### READING PASSAGE
---

We've been together for about 7 months now. I am 24(M) she is 25(F) with 2 kids that are hers. We met through mutual friends. First we started off as friends and gradually started dating as we had a lot in common, pretty much everything in common. I moved in with her pretty quick, as I was over there everyday just about. I had gotten laid off my job and was struggling with unemployment. She came to my rescue and helped me out until I got a job 2 months later. After that I started helping out with bills/rent. The relationship was good for the 1st three months, then the arguments started happening. We'd normally be fine the next day though.
She's had a rather abusive past growing up as a child, which she brings up a lot specially when we get into fights. Sometimes she says I've said things during arguing that I have never said and I noticed as time went by it got worse and worse. The facts and her reality were pretty distorted and at the end I was always lead to believe I was the one at fault and all the arguments were my fault. She drinks whiskey a lot...like everyday for the most part and that's normally when we get into arguments that then escalate in craziness. If she's not drinking, then everything is fine we get along quite well for the most part. She's kicked me out a few times now. The first time she kicked me out for about month. The second time for about 2 days and she just recently kicked me out again over a stupid argument, that I of course "started" It's been two days now.

---

### WORK ITEM
Using the relationship post, mark each statement yes or no, and quote the words from the post that decide it. 1. The couple met through mutual friends. 2. The first time she kicked the writer out, it lasted about two days. 3. When she isn't drinking, the two mostly get along.

---

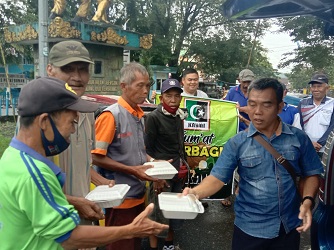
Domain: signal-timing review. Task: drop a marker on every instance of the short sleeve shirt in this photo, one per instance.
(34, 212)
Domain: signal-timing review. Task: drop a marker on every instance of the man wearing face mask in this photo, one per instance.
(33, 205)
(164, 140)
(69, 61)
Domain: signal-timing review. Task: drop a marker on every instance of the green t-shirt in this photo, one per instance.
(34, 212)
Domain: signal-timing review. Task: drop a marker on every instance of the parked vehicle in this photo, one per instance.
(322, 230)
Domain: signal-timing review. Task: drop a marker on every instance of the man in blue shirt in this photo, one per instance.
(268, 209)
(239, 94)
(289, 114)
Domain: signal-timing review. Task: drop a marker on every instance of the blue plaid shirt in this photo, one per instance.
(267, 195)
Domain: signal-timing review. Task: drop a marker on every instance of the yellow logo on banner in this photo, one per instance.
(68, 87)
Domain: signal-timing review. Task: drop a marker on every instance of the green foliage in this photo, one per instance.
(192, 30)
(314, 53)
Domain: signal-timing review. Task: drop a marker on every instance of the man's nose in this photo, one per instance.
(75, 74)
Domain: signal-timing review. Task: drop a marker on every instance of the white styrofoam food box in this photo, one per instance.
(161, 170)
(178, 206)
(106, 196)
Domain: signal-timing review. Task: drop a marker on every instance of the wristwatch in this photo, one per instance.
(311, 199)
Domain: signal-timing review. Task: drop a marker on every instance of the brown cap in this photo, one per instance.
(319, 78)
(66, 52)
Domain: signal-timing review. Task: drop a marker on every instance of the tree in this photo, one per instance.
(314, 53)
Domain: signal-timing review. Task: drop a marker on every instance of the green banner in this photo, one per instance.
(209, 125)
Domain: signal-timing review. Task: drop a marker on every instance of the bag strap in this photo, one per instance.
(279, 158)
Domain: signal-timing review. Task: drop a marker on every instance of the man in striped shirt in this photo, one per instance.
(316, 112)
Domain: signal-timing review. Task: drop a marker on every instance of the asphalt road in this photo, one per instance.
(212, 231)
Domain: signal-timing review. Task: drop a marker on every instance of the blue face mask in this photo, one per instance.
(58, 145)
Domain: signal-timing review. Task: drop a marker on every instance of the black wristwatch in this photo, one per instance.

---

### OUTPUT FOR THIS EXERCISE
1. Yes: "We met through mutual friends."
2. No: "The first time she kicked me out for about month."
3. Yes: "If she's not drinking, then everything is fine we get along quite well for the most part."